[Begin]
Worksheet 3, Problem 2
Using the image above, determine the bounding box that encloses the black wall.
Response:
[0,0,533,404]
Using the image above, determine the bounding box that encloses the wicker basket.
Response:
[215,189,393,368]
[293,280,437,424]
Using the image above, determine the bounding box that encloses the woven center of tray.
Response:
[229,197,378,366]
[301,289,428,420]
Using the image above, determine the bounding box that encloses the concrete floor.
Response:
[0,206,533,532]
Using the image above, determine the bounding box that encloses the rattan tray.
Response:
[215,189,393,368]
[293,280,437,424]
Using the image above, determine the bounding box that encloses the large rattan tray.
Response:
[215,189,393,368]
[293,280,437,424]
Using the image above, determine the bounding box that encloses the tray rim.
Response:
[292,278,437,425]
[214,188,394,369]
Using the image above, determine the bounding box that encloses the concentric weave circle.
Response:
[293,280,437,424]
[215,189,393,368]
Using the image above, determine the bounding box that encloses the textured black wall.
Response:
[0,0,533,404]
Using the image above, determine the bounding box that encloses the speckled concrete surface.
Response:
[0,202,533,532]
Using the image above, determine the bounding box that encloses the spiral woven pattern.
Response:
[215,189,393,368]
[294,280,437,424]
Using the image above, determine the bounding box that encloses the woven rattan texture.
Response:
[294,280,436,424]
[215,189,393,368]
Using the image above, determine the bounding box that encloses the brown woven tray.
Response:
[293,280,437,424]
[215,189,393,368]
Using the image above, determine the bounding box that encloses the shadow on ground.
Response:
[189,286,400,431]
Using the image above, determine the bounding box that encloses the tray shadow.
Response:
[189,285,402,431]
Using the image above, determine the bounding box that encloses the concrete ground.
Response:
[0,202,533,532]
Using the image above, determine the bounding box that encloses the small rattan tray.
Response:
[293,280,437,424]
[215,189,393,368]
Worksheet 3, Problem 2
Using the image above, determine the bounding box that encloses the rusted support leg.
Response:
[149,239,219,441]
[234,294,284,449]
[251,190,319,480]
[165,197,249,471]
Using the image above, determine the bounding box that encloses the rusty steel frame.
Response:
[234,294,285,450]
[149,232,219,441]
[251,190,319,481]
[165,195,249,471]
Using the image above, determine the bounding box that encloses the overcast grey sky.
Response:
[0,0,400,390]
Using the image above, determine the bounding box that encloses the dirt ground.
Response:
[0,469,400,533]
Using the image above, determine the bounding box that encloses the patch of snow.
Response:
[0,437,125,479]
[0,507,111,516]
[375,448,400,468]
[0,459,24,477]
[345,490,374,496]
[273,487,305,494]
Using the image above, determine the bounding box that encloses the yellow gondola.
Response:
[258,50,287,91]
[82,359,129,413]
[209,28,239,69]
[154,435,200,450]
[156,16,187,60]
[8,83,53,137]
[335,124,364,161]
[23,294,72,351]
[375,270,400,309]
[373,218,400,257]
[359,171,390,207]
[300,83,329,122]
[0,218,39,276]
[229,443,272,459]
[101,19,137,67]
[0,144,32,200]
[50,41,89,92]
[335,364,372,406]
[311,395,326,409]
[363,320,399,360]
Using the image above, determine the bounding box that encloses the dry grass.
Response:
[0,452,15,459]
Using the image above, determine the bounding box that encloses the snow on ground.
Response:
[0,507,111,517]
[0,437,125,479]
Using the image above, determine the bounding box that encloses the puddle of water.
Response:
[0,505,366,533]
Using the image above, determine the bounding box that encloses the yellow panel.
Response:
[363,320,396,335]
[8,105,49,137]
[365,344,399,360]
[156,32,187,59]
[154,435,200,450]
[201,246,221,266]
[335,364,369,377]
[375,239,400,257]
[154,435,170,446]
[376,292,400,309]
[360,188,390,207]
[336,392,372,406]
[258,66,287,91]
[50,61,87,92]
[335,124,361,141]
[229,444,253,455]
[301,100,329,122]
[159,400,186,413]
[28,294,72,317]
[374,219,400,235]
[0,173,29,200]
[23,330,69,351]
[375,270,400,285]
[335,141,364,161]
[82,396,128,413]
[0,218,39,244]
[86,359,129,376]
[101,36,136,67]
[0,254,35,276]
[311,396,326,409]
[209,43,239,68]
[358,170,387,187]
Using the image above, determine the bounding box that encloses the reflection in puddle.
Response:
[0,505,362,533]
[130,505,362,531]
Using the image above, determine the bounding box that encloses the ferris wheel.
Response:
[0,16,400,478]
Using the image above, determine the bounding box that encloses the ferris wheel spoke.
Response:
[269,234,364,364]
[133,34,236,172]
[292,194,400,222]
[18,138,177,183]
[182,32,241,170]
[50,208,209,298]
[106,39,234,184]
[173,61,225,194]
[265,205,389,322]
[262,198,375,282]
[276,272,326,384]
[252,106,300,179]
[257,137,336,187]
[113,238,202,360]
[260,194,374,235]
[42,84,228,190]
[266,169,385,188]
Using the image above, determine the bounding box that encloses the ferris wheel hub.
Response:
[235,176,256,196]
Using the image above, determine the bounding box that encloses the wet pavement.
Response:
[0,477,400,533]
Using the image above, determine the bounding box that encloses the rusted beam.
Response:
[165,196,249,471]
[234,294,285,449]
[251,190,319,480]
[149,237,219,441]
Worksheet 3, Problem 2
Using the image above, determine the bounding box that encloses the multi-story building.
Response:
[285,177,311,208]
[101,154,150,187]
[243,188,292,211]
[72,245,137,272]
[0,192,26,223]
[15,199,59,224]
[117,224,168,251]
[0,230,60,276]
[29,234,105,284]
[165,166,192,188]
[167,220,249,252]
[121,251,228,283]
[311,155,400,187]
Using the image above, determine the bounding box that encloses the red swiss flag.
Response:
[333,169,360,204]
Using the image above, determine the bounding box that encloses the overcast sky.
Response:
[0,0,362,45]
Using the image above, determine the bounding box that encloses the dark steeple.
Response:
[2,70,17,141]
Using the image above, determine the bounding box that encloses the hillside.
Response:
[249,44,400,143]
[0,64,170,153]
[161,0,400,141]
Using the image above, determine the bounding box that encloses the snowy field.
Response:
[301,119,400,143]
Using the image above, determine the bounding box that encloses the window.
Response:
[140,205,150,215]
[End]
§ **Problem details**: Please rewrite every one of the entries above as a two-column CSV with the columns "prompt" and "boxes", one row per entry. Put each entry's text and its answer in a single quoted field, with line breaks replaced by spaces.

§ **Problem solution**:
prompt,boxes
"Worksheet 3, Problem 2 Using the image above, determine the bounding box that encloses the black wall. Response:","[0,0,533,404]"
"Using the image above, determine the bounding box that encloses the wicker basket. Response:","[215,189,393,368] [293,280,437,424]"
"Using the image above, determine the bounding box that encloses the woven center of tray. Response:","[229,197,378,366] [301,289,428,420]"
"Using the image above, determine the bounding box that encloses the concrete floor. Response:","[0,206,533,532]"
"Using the image above, determine the bounding box that encloses the rattan tray. Response:","[215,189,393,368] [293,280,437,424]"
"Using the image above, determine the bounding box that encloses the large rattan tray. Response:","[215,189,393,368] [293,280,437,424]"
"Using the image above, determine the bounding box that encloses the tray rim. Response:","[292,278,437,425] [214,188,394,369]"
"Using the image above, determine the bounding box that encloses the concentric weave circle. Response:","[293,280,437,424] [215,189,393,368]"
"Using the image above, determine the bounding box that encloses the textured black wall. Response:","[0,0,533,404]"
"Using the image above, determine the bounding box that encloses the speckled concrete surface. Response:","[0,202,533,532]"
"Using the image above, determine the bounding box that encloses the spiral woven pattern. Response:","[215,189,393,368] [294,280,437,424]"
"Using the image above, determine the bounding box that encloses the woven rattan texture. Response:","[294,280,436,424] [215,189,393,368]"
"Using the image above, determine the bounding box that encloses the brown woven tray. Response:","[293,280,437,424] [215,189,393,368]"
"Using the image above, determine the bounding box that encloses the shadow on ground. Response:","[189,286,400,431]"
"Using the image above, determine the bounding box that encloses the tray shadow. Response:","[189,285,402,431]"
"Using the image above, determine the bounding box that encloses the concrete ground. Response:","[0,202,533,532]"
"Using the image above, determine the bounding box that encloses the small rattan tray. Response:","[293,280,437,424] [215,189,393,368]"
"Worksheet 3, Problem 2 Using the image above, determine the bounding box that encloses the rusted support leg. Response:","[149,239,219,441] [234,294,284,449] [251,190,319,480] [165,197,249,471]"
"Using the image above, determine the bounding box that encloses the rusty steel frame. Response:","[234,294,285,450] [149,232,219,441] [251,190,319,481] [165,195,249,471]"
"Using the image above, determine the bounding box that encloses the overcast grey sky. Response:","[0,0,400,390]"
"Using the image above, determine the bounding box that encloses the dirt ground. Response:","[0,469,400,533]"
"Using the image above, determine the bounding box that encloses the patch of snow. Response:","[0,437,125,479] [0,507,111,516] [375,448,400,468] [0,459,24,477] [345,490,374,496] [273,487,305,494]"
"Using the image above, determine the bounding box that encloses the yellow gondola. Response:","[258,50,287,91] [82,359,129,413] [209,28,239,69] [154,435,200,450] [156,16,187,60] [8,83,53,137] [335,124,364,161] [23,294,72,351] [375,270,400,309] [373,218,400,257] [359,171,390,207] [300,83,329,122] [0,218,39,276] [229,443,272,459] [101,19,137,67] [0,144,32,200] [50,41,89,92] [335,364,372,406] [311,395,326,409] [363,320,399,360]"
"Using the image above, determine the bounding box that encloses the dry grass. Response:","[0,452,15,459]"
"Using the image above, determine the bounding box that encloses the snow on ground. Response:","[0,507,111,517] [0,437,125,479]"
"Using the image above, determine the bounding box that encloses the puddle of water. Response:","[0,505,366,533]"
"Using the image above, determine the bounding box that encloses the yellow panel. Response:","[363,320,396,335] [8,105,49,137] [365,344,399,360] [156,32,187,59] [154,435,200,450] [201,246,221,266] [335,364,369,377] [375,239,400,257] [154,435,170,446] [376,292,400,309] [360,188,390,207] [336,392,372,406] [258,66,287,91] [50,61,87,92] [335,124,361,141] [229,444,253,455] [301,100,329,122] [159,400,186,413] [28,294,72,317] [374,219,400,235] [0,173,29,200] [23,330,69,351] [375,270,400,285] [335,141,364,161] [82,396,128,413] [0,218,39,244] [86,359,129,376] [101,36,136,67] [0,254,35,276] [311,396,326,409] [209,43,239,68] [358,170,387,187]"
"Using the image above, determine the bounding box that encloses the reflection in puddle. Response:","[0,505,362,533] [130,505,362,531]"
"Using the image above, determine the bounding box that encloses the ferris wheel. Response:","[0,16,400,478]"
"Using the image above, determine the bounding box that encloses the ferris wheel spoke. Response:","[269,234,364,364] [133,34,236,172] [292,194,400,222] [18,138,177,183] [182,32,241,170] [50,208,209,298] [106,39,234,184] [173,61,225,194] [265,205,389,322] [262,198,375,282] [276,272,326,384] [252,106,300,179] [257,137,336,187] [113,238,202,360] [260,194,374,235] [42,84,228,190] [266,169,385,188]"
"Using the image above, determine the bounding box that encloses the ferris wheel hub. Response:","[235,176,256,196]"
"Using the image above, determine the bounding box that encloses the wet pavement. Response:","[0,477,400,533]"
"Using the image above, determine the bounding box that encloses the rusted beam. Response:","[165,196,249,471] [234,294,285,449] [251,190,319,480] [149,237,219,441]"
"Worksheet 3, Problem 2 Using the image above, determine the bounding box that encloses the multi-story building. Response:","[285,177,311,208] [101,154,150,187] [243,188,292,211] [72,245,137,272] [0,192,26,223] [15,199,59,224] [117,224,168,251] [0,230,60,276] [29,234,105,284] [165,166,192,188] [167,220,249,252] [121,251,228,283] [311,155,400,187]"
"Using the image above, determine the bounding box that encloses the red swiss flag. Response:","[333,169,360,204]"
"Using the image above, determine the bounding box that encloses the overcast sky. Response:","[0,0,362,45]"
"Using the image above, determine the bounding box that encloses the dark steeple. Response:","[2,70,17,141]"
"Using the image above, determine the bounding box that encloses the hillside. Response:","[249,44,400,143] [0,64,170,153] [161,0,400,141]"
"Using the image above, determine the bounding box that encloses the snowy field. Response:","[301,119,400,143]"
"Using the image above, determine the bounding box that encloses the window. Response:","[140,205,150,215]"